Job: From the data below, pull out each line that contains the word "gold".
|---|
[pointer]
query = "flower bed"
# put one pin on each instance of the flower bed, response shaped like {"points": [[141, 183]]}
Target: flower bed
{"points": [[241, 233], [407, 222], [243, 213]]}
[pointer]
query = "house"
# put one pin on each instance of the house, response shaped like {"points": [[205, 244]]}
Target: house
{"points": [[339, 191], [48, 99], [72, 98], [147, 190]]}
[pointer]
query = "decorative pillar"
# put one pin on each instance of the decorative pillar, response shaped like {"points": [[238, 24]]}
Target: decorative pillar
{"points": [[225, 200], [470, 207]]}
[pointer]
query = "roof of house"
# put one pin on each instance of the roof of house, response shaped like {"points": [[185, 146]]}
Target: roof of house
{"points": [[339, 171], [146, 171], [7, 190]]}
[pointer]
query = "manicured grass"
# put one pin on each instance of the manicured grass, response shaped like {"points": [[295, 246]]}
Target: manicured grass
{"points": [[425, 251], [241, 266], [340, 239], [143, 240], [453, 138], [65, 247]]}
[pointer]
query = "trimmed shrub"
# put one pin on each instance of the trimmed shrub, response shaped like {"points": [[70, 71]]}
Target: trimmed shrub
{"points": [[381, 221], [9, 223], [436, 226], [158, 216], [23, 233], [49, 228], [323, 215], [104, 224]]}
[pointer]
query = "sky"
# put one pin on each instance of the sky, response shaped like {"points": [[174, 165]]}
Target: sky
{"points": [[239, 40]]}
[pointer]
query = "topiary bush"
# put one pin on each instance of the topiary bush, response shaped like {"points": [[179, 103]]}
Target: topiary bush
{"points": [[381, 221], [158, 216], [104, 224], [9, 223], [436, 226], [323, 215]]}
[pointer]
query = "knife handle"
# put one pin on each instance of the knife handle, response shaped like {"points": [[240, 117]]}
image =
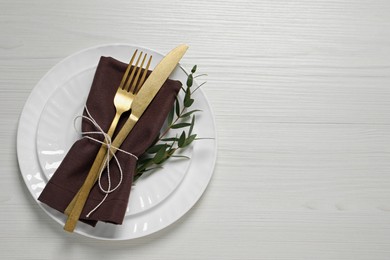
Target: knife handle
{"points": [[76, 206]]}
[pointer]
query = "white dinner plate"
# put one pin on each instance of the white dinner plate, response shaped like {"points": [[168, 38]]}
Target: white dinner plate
{"points": [[162, 214], [58, 130]]}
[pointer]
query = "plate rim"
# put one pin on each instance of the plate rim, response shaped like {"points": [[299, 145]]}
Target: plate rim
{"points": [[57, 65]]}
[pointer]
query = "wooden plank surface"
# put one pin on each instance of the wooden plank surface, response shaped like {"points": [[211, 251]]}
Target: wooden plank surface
{"points": [[300, 91]]}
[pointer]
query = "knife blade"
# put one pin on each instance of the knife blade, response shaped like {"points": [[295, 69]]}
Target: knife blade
{"points": [[142, 100]]}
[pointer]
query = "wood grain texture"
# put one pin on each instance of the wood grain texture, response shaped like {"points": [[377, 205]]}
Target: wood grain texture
{"points": [[300, 91]]}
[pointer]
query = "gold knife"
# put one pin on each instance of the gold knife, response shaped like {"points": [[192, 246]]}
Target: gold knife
{"points": [[146, 94]]}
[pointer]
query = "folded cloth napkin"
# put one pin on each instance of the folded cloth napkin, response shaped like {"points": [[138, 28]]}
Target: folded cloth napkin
{"points": [[70, 175]]}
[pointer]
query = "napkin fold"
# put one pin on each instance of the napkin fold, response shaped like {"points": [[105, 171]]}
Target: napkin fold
{"points": [[71, 173]]}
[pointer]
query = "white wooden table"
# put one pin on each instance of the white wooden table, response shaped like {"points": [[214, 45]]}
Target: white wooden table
{"points": [[300, 91]]}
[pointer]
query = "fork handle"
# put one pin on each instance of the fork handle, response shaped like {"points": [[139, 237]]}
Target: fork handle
{"points": [[110, 132], [114, 123]]}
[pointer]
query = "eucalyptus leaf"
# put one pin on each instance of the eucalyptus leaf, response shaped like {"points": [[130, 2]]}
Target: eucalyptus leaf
{"points": [[190, 113], [190, 80], [177, 107], [155, 149], [160, 155], [165, 147], [170, 116], [194, 69], [192, 125], [182, 139], [180, 125]]}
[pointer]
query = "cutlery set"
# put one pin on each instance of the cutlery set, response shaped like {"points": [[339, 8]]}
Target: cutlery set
{"points": [[134, 94]]}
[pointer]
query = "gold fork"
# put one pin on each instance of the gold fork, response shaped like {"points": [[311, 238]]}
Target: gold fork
{"points": [[126, 92]]}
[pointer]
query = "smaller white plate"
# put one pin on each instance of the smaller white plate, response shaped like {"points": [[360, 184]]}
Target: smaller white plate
{"points": [[57, 132]]}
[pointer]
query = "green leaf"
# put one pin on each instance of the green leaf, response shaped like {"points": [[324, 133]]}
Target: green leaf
{"points": [[170, 116], [160, 155], [170, 139], [189, 140], [190, 113], [177, 105], [187, 98], [155, 148], [182, 139], [191, 125], [180, 125], [190, 80], [194, 69]]}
|---|
Exercise solution:
query = "gold knife"
# put one pin on each instance of the gold knife, response shaped like {"points": [[192, 246]]}
Target: gold knife
query = "gold fork"
# put one pin on each instance of the gold fork, response shaped like {"points": [[311, 238]]}
Target: gold fork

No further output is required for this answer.